---- Information

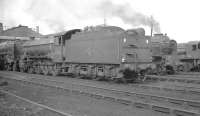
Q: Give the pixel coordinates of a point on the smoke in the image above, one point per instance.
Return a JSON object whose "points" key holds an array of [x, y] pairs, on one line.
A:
{"points": [[59, 15], [128, 15]]}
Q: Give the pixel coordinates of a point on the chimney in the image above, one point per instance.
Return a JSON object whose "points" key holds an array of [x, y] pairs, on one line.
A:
{"points": [[151, 30], [151, 25], [37, 29], [1, 27]]}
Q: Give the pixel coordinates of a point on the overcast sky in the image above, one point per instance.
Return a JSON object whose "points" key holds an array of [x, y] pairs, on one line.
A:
{"points": [[180, 19]]}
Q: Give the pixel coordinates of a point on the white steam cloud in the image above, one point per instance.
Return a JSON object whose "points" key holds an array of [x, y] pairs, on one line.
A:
{"points": [[59, 15]]}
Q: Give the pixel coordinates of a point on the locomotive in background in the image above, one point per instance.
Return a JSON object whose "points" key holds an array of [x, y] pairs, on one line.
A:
{"points": [[101, 51]]}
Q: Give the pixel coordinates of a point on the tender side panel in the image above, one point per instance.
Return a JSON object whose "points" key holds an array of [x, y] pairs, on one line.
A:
{"points": [[94, 47]]}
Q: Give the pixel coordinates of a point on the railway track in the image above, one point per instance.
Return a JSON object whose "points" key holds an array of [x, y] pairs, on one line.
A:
{"points": [[60, 113], [183, 104]]}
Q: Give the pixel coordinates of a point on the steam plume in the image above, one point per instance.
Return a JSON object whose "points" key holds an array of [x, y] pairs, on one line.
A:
{"points": [[128, 15]]}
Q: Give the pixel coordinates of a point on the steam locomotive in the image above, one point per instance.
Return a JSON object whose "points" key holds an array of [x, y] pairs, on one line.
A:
{"points": [[101, 51]]}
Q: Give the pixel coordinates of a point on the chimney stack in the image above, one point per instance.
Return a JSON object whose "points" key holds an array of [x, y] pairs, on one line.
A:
{"points": [[37, 29], [1, 27]]}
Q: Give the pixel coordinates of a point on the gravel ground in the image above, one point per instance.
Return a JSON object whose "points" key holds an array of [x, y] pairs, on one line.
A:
{"points": [[123, 87], [76, 104], [11, 106]]}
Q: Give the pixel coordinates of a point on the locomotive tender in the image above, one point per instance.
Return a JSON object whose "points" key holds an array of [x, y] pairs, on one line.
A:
{"points": [[101, 51]]}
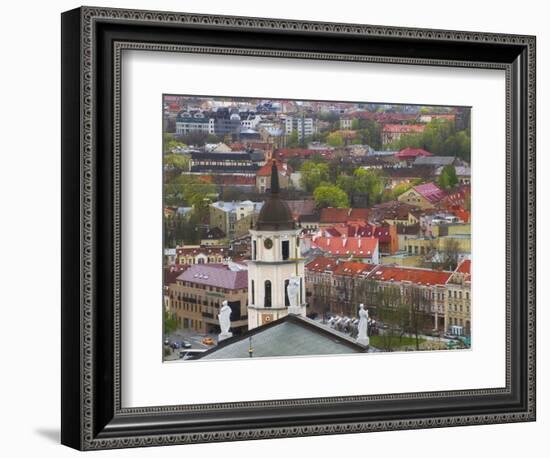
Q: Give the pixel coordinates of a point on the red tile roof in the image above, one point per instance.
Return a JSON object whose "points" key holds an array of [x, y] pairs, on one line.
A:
{"points": [[353, 268], [321, 264], [359, 247], [464, 266], [411, 153], [359, 230], [425, 277], [430, 191], [265, 170], [217, 275], [404, 128], [342, 215]]}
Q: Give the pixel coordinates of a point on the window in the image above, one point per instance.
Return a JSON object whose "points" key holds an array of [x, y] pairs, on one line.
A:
{"points": [[267, 294], [287, 300], [286, 249]]}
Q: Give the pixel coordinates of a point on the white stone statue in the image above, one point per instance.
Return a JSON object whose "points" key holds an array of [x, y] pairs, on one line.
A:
{"points": [[293, 291], [362, 336], [225, 321]]}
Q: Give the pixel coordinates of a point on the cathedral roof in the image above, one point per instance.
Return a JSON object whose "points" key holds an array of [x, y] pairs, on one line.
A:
{"points": [[292, 335], [275, 215]]}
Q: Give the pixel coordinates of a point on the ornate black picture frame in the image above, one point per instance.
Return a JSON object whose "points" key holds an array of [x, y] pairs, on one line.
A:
{"points": [[92, 41]]}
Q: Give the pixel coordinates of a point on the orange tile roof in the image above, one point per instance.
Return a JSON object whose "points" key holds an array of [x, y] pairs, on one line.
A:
{"points": [[404, 128], [353, 268], [321, 264], [265, 170], [464, 266], [359, 247], [426, 277]]}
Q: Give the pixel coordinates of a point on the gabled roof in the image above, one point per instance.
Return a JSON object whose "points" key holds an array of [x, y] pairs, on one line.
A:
{"points": [[430, 191], [218, 275], [434, 160], [321, 264], [342, 215], [464, 266], [282, 168], [353, 268], [424, 277], [409, 153], [359, 247], [404, 128], [292, 335]]}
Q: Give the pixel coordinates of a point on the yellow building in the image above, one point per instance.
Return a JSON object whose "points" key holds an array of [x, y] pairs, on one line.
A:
{"points": [[196, 297]]}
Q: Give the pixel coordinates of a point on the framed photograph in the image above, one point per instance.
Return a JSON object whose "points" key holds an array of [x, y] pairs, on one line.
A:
{"points": [[277, 228]]}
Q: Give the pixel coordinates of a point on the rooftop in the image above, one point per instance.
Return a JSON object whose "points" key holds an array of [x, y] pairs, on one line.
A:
{"points": [[426, 277], [291, 335], [218, 275]]}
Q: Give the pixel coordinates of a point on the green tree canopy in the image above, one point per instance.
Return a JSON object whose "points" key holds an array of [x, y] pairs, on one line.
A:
{"points": [[335, 139], [328, 195], [313, 174], [448, 178]]}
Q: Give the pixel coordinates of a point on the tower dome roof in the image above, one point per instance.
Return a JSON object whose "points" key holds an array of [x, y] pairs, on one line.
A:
{"points": [[275, 213]]}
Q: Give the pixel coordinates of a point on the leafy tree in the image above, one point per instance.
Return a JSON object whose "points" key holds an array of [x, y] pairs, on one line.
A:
{"points": [[313, 174], [328, 195], [440, 137], [178, 162], [335, 139], [370, 182], [448, 178]]}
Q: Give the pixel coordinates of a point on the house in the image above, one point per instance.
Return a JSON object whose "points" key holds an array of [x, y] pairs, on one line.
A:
{"points": [[393, 132], [332, 215], [409, 155], [395, 212], [427, 195], [197, 294], [386, 234], [197, 254], [291, 335], [263, 176], [214, 236], [359, 248], [234, 218], [458, 317], [395, 176]]}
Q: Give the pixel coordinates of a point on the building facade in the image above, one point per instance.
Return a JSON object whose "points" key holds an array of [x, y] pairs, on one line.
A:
{"points": [[274, 268]]}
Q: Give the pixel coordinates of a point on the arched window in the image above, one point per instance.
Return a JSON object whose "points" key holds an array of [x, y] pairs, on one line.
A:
{"points": [[287, 300], [267, 294]]}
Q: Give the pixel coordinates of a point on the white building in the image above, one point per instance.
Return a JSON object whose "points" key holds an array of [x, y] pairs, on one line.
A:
{"points": [[275, 261], [188, 122], [304, 126]]}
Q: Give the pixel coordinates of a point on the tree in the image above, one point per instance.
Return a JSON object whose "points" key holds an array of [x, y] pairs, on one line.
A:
{"points": [[417, 301], [330, 196], [177, 162], [369, 182], [335, 139], [313, 174], [448, 178]]}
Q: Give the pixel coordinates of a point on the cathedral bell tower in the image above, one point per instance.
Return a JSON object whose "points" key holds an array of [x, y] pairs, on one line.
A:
{"points": [[275, 272]]}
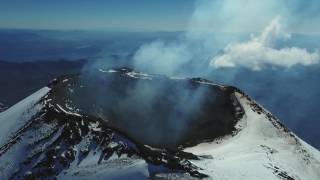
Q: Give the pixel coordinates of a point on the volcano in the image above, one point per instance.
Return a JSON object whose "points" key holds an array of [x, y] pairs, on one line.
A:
{"points": [[124, 124]]}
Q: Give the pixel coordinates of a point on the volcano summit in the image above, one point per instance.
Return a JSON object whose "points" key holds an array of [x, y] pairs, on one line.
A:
{"points": [[119, 123]]}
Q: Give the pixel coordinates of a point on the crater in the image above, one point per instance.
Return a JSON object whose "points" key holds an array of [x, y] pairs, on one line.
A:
{"points": [[154, 110]]}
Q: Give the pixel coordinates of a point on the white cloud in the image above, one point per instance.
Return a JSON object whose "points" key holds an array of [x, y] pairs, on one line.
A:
{"points": [[259, 52]]}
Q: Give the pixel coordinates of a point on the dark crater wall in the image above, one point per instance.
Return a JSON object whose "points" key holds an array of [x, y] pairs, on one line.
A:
{"points": [[152, 109]]}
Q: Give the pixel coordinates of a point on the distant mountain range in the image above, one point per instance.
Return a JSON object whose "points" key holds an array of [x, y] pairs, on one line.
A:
{"points": [[120, 124]]}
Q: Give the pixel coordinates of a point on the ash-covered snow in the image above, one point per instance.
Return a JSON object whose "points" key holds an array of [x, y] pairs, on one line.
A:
{"points": [[65, 143]]}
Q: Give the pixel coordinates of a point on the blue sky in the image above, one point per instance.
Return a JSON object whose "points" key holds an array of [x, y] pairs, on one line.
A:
{"points": [[96, 14], [159, 15]]}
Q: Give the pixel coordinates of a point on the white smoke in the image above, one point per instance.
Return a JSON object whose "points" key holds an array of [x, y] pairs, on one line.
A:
{"points": [[260, 52], [193, 50]]}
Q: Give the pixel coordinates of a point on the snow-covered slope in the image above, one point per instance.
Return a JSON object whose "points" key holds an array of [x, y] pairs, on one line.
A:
{"points": [[68, 131], [263, 149], [18, 115]]}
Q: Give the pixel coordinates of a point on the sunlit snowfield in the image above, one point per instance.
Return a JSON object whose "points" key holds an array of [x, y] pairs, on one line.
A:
{"points": [[292, 94]]}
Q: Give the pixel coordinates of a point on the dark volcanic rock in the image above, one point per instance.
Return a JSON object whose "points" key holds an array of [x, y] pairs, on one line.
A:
{"points": [[152, 109]]}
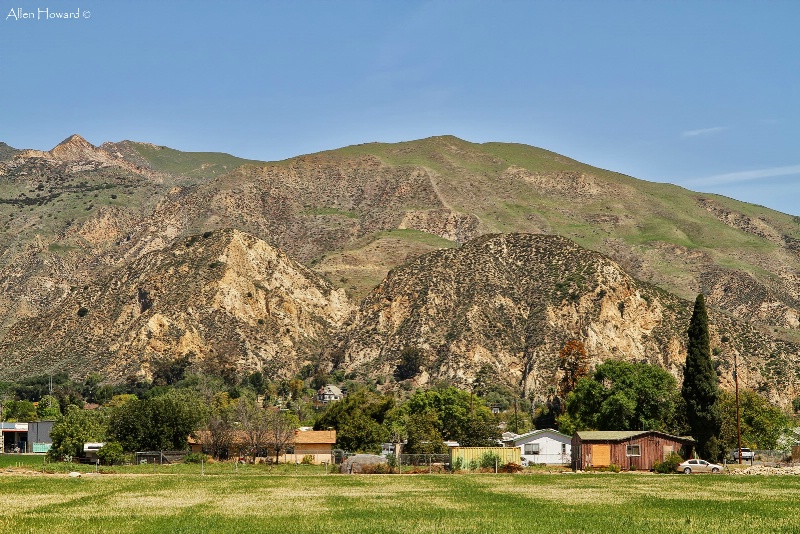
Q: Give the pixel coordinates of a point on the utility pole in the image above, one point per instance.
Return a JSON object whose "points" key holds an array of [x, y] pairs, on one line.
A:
{"points": [[738, 420]]}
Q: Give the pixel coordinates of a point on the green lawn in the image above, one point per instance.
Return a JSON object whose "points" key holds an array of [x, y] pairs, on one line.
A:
{"points": [[250, 502]]}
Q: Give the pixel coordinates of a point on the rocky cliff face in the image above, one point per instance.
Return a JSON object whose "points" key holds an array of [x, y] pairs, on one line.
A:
{"points": [[89, 227], [225, 299], [510, 302]]}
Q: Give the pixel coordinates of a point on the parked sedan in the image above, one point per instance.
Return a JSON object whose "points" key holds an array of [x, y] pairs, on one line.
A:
{"points": [[698, 466]]}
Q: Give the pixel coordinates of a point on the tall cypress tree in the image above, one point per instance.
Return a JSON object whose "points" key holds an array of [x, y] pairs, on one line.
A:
{"points": [[700, 389]]}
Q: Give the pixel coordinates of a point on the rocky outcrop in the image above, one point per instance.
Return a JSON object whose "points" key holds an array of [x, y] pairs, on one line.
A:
{"points": [[224, 299], [79, 220], [510, 302]]}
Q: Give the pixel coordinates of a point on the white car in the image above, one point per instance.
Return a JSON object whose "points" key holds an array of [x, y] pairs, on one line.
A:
{"points": [[698, 466]]}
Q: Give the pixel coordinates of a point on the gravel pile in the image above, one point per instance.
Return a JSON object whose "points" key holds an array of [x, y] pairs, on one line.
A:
{"points": [[767, 471]]}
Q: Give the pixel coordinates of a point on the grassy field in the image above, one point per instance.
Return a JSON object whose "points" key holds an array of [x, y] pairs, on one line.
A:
{"points": [[252, 501]]}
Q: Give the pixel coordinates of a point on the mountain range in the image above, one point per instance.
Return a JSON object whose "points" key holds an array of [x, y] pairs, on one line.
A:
{"points": [[485, 257]]}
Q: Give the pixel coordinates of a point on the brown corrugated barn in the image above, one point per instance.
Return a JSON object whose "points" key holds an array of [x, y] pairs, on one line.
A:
{"points": [[626, 449]]}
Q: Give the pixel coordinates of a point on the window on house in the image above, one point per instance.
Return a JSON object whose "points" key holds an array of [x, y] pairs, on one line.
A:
{"points": [[531, 448]]}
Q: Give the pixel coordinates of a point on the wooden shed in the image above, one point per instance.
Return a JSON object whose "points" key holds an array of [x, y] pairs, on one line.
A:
{"points": [[626, 449]]}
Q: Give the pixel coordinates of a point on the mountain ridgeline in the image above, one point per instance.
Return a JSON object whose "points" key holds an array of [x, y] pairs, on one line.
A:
{"points": [[486, 258]]}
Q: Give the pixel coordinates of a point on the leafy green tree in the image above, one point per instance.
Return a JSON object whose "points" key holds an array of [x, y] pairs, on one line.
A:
{"points": [[624, 396], [358, 419], [762, 423], [423, 434], [700, 385], [460, 416], [76, 427], [160, 423]]}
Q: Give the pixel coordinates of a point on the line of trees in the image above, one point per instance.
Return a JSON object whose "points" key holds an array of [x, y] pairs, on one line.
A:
{"points": [[619, 395]]}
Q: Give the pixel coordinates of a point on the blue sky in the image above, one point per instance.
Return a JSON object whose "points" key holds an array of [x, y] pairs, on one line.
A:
{"points": [[705, 95]]}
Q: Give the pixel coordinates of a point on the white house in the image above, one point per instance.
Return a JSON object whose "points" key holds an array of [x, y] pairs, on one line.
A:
{"points": [[329, 393], [546, 446]]}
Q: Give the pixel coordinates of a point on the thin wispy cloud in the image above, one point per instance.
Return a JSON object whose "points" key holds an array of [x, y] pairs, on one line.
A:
{"points": [[748, 176], [703, 131]]}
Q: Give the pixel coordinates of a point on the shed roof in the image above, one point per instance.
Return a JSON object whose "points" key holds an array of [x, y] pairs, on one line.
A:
{"points": [[315, 437], [540, 431], [622, 435], [330, 389]]}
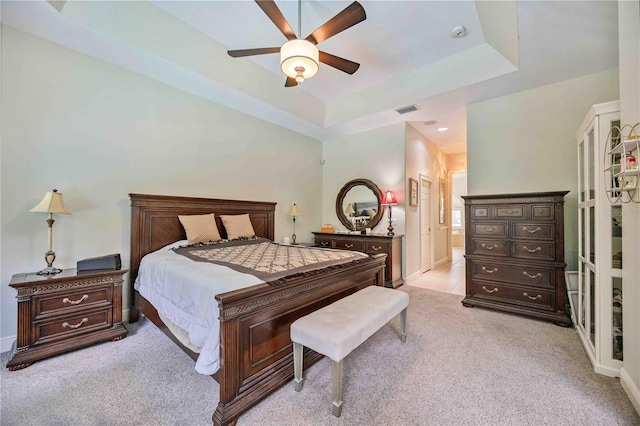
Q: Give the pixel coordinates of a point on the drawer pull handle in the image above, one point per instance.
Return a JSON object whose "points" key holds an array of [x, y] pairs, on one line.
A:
{"points": [[531, 276], [66, 324], [531, 251], [531, 231], [75, 302], [532, 298]]}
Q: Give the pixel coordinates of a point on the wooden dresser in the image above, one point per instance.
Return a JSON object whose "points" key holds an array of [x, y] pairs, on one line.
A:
{"points": [[66, 311], [514, 251], [370, 244]]}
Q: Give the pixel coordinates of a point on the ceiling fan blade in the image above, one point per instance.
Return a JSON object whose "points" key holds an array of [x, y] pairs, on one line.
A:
{"points": [[351, 15], [250, 52], [339, 63], [270, 8], [291, 82]]}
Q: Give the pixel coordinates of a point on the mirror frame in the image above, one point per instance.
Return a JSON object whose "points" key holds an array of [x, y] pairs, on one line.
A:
{"points": [[340, 199]]}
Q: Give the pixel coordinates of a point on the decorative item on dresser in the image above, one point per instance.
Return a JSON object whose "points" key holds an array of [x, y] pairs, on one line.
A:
{"points": [[515, 254], [389, 200], [67, 311], [370, 244]]}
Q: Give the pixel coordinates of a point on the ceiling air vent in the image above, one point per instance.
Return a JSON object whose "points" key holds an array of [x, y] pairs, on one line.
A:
{"points": [[407, 109]]}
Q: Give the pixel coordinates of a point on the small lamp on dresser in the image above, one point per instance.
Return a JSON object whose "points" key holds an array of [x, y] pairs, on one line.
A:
{"points": [[51, 203], [293, 213], [388, 199]]}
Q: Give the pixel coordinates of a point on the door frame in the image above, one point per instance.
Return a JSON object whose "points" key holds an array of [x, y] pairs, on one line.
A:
{"points": [[423, 178]]}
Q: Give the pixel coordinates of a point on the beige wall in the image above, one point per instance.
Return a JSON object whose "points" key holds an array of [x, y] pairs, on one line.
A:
{"points": [[96, 133], [375, 155], [629, 40], [424, 158], [525, 142]]}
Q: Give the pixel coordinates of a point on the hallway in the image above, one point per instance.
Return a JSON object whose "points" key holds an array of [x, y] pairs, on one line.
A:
{"points": [[447, 278]]}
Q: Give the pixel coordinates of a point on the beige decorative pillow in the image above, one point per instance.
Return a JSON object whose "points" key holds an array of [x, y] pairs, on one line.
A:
{"points": [[238, 226], [200, 228]]}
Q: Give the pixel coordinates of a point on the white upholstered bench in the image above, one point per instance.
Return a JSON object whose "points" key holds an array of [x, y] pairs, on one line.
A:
{"points": [[337, 329]]}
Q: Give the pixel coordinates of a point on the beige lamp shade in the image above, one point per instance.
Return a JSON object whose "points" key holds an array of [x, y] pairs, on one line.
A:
{"points": [[51, 203]]}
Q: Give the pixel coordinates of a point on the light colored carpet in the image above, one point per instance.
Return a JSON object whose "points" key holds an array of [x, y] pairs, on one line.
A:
{"points": [[459, 366]]}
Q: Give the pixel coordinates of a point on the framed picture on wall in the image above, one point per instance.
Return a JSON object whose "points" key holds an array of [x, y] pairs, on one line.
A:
{"points": [[441, 201], [413, 192]]}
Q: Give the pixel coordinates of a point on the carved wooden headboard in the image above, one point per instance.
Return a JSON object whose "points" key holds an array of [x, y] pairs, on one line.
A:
{"points": [[155, 223]]}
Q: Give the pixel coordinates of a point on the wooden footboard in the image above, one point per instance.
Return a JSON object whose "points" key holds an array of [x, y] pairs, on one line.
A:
{"points": [[256, 352], [256, 349]]}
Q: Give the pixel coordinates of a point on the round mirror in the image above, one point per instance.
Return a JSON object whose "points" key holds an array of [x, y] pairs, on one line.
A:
{"points": [[359, 205]]}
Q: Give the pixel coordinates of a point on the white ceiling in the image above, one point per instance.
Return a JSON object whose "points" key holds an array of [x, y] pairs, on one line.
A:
{"points": [[406, 53]]}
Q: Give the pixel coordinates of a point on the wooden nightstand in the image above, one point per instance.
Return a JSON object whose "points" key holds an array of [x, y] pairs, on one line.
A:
{"points": [[66, 311]]}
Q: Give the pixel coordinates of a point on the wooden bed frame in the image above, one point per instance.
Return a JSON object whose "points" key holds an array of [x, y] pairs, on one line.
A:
{"points": [[256, 355]]}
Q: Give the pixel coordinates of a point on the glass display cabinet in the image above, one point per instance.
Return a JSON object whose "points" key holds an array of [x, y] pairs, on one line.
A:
{"points": [[600, 290]]}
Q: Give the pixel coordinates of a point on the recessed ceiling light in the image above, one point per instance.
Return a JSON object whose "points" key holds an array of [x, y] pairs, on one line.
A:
{"points": [[458, 31]]}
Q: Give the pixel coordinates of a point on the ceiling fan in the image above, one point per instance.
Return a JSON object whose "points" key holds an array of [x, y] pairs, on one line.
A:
{"points": [[299, 57]]}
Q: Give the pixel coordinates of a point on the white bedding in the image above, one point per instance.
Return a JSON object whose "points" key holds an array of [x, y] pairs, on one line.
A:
{"points": [[183, 291]]}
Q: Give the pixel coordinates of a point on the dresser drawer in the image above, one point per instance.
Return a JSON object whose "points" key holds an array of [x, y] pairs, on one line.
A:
{"points": [[348, 245], [375, 248], [68, 326], [533, 230], [541, 212], [533, 250], [480, 212], [489, 229], [535, 297], [489, 247], [510, 211], [514, 274], [60, 303]]}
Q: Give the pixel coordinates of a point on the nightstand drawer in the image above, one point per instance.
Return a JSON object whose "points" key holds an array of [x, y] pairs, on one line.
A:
{"points": [[348, 245], [65, 327], [62, 303], [541, 299]]}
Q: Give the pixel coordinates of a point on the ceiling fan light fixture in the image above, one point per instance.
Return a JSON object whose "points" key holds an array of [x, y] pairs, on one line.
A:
{"points": [[299, 59]]}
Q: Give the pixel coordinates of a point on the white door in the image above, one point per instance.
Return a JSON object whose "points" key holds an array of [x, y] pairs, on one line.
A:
{"points": [[425, 225]]}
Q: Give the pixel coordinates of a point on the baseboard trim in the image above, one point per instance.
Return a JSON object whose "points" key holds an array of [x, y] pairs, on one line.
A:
{"points": [[6, 343], [630, 388], [413, 277]]}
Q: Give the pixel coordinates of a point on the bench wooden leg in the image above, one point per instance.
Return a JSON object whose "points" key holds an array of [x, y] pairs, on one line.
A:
{"points": [[298, 362], [336, 375], [403, 325]]}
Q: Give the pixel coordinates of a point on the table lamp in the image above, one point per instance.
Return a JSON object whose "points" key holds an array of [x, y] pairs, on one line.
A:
{"points": [[293, 213], [51, 203], [388, 199]]}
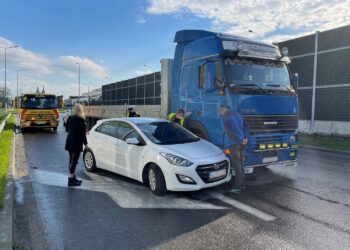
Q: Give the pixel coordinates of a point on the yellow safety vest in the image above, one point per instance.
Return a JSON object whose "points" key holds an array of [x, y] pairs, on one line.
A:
{"points": [[172, 117]]}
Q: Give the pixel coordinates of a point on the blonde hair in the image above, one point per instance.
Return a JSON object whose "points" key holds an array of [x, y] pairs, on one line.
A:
{"points": [[78, 110]]}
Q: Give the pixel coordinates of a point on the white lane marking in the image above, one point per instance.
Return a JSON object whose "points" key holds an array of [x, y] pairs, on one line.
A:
{"points": [[244, 207], [125, 194]]}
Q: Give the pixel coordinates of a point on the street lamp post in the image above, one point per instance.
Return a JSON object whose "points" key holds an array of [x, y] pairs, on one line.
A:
{"points": [[23, 85], [17, 84], [78, 82], [5, 94]]}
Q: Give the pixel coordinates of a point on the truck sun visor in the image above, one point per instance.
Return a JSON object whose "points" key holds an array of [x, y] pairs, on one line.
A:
{"points": [[253, 50]]}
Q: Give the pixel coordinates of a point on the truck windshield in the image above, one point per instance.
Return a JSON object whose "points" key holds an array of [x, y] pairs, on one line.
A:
{"points": [[39, 101], [167, 133], [260, 77]]}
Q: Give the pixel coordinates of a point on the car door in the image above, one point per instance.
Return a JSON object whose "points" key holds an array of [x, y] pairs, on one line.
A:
{"points": [[129, 156], [105, 145]]}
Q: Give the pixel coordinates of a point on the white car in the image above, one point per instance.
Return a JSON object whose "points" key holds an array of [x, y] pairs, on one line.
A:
{"points": [[68, 113], [157, 152]]}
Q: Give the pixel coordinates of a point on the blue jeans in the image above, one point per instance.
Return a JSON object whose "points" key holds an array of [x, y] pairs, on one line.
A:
{"points": [[237, 163]]}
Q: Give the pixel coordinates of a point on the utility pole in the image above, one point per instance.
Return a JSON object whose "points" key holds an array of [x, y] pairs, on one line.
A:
{"points": [[5, 94], [17, 85], [78, 82]]}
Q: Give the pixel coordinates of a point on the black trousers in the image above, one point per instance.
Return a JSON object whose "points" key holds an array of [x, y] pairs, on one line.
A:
{"points": [[73, 161], [237, 161]]}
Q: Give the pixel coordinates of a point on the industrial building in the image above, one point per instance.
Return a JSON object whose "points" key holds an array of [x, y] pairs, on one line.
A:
{"points": [[322, 61]]}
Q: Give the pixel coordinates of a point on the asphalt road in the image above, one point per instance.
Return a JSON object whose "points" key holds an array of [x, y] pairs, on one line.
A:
{"points": [[307, 207]]}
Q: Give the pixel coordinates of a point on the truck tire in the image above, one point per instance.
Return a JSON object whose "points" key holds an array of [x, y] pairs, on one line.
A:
{"points": [[156, 180], [89, 161]]}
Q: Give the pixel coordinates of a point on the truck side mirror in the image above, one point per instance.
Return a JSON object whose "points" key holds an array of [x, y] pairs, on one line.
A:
{"points": [[210, 77], [295, 78]]}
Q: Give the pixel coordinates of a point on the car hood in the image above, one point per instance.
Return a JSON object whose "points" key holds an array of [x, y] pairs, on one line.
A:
{"points": [[193, 150]]}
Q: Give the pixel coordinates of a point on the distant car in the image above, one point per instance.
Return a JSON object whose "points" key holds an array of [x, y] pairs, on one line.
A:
{"points": [[159, 153], [68, 113]]}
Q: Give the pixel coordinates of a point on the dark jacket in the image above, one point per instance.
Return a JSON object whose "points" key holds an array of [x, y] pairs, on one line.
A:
{"points": [[76, 137], [133, 114], [235, 127]]}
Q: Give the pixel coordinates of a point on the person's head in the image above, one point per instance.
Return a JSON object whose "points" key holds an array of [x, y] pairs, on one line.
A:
{"points": [[180, 114], [78, 110], [223, 109]]}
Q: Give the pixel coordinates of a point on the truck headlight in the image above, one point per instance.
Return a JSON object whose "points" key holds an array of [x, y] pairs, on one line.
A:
{"points": [[176, 160]]}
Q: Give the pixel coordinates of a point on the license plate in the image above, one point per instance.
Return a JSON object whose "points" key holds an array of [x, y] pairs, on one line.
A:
{"points": [[217, 174], [270, 159], [291, 164]]}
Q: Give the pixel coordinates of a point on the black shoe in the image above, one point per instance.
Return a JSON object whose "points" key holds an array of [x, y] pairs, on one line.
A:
{"points": [[73, 183], [77, 180]]}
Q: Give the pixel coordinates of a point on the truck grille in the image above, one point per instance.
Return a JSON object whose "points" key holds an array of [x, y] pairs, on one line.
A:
{"points": [[39, 116], [266, 124], [204, 170]]}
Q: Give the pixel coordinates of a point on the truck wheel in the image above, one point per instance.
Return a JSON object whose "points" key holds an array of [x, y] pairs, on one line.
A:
{"points": [[89, 161], [156, 180]]}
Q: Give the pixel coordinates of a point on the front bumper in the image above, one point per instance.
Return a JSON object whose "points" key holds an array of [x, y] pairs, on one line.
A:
{"points": [[39, 124], [173, 184]]}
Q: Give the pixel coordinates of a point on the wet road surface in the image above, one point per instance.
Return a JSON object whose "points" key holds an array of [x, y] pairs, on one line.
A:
{"points": [[307, 207]]}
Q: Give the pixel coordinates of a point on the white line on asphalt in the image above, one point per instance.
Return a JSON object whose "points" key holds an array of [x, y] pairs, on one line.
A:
{"points": [[244, 207]]}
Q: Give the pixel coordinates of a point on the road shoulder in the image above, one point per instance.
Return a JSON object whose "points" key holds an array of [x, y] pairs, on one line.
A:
{"points": [[6, 213]]}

--------

# [Instructions for the task]
All lines of the data that hold "steam" need to be copied.

# [Result of the exercise]
Q: Give the pixel coordinates of a point on the white steam cloud in the image above, one point per instance.
Q: Give the pixel coordinates of a point on the steam plume in the image above, one point per instance.
Q: Give the pixel coordinates of a point on the steam locomotive in the image above, one point per instance.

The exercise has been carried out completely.